Exercise
Could you render everything from the start of the records below down to the line containing "51 109 L 61", inclusive, as a Markdown table with columns named Row and Line, leaving out blank lines?

Data excerpts
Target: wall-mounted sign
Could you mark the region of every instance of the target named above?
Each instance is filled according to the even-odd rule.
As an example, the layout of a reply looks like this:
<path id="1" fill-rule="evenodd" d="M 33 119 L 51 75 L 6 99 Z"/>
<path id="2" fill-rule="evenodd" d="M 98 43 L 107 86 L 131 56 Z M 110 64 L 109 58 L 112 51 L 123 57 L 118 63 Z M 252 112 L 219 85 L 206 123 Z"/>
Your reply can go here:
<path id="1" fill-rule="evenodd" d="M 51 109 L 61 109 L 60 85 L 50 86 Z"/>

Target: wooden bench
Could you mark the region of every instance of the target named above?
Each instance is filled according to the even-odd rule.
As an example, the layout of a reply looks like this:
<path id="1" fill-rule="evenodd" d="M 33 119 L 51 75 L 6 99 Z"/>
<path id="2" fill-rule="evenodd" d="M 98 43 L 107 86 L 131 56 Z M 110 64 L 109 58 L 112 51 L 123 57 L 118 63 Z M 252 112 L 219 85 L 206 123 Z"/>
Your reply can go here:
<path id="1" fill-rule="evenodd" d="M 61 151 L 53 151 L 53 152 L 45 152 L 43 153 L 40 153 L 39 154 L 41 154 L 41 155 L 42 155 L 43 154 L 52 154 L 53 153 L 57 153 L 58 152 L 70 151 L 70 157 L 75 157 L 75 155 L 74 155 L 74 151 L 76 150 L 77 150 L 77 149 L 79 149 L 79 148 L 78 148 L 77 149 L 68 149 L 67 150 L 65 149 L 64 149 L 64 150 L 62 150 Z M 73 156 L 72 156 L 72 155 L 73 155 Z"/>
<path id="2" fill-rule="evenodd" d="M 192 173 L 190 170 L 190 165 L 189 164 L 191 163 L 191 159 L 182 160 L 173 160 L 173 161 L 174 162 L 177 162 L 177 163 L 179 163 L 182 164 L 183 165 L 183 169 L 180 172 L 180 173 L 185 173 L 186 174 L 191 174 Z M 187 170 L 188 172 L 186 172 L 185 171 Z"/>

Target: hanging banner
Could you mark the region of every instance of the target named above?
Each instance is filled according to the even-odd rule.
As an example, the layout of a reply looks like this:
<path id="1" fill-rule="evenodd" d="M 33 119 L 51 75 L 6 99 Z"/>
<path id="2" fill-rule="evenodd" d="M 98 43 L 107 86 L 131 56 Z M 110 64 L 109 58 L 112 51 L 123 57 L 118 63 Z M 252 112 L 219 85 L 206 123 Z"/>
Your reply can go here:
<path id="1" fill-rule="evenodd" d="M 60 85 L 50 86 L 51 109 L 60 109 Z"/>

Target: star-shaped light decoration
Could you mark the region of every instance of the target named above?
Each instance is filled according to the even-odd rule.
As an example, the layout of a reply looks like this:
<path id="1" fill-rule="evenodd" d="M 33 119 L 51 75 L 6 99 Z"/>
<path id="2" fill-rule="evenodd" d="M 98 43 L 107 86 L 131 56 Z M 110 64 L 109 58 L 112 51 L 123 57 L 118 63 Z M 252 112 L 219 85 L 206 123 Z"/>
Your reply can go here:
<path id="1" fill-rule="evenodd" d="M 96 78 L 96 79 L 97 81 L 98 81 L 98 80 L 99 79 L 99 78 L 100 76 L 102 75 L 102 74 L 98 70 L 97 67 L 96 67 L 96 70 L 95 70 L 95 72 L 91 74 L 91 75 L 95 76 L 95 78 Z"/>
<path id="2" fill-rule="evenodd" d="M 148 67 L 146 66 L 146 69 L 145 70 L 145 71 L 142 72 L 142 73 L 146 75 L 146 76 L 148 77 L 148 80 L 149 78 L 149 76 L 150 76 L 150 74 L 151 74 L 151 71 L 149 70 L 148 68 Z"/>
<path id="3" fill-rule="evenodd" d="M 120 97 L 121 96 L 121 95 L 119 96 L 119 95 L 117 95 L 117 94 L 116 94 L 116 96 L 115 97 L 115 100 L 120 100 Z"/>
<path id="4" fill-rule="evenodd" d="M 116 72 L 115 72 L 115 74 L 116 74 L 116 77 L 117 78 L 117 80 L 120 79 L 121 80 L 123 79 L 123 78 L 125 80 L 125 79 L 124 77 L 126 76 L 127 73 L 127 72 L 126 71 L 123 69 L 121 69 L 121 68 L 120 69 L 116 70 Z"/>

Expected answer
| Row | Line |
|---|---|
| 1 | Target: wall-mounted sign |
| 2 | Could you mark the region of every instance of the target named above? |
| 3 | Each instance is filled according to the even-odd rule. |
| 4 | As an example, the layout of a reply looks like this: |
| 5 | <path id="1" fill-rule="evenodd" d="M 33 119 L 51 75 L 6 99 Z"/> |
| 6 | <path id="2" fill-rule="evenodd" d="M 98 43 L 107 86 L 131 56 Z M 110 64 L 109 58 L 112 51 L 123 57 L 118 63 Z M 252 112 L 219 85 L 206 123 Z"/> |
| 7 | Your reply can go here: |
| 8 | <path id="1" fill-rule="evenodd" d="M 51 109 L 61 109 L 60 85 L 50 86 Z"/> |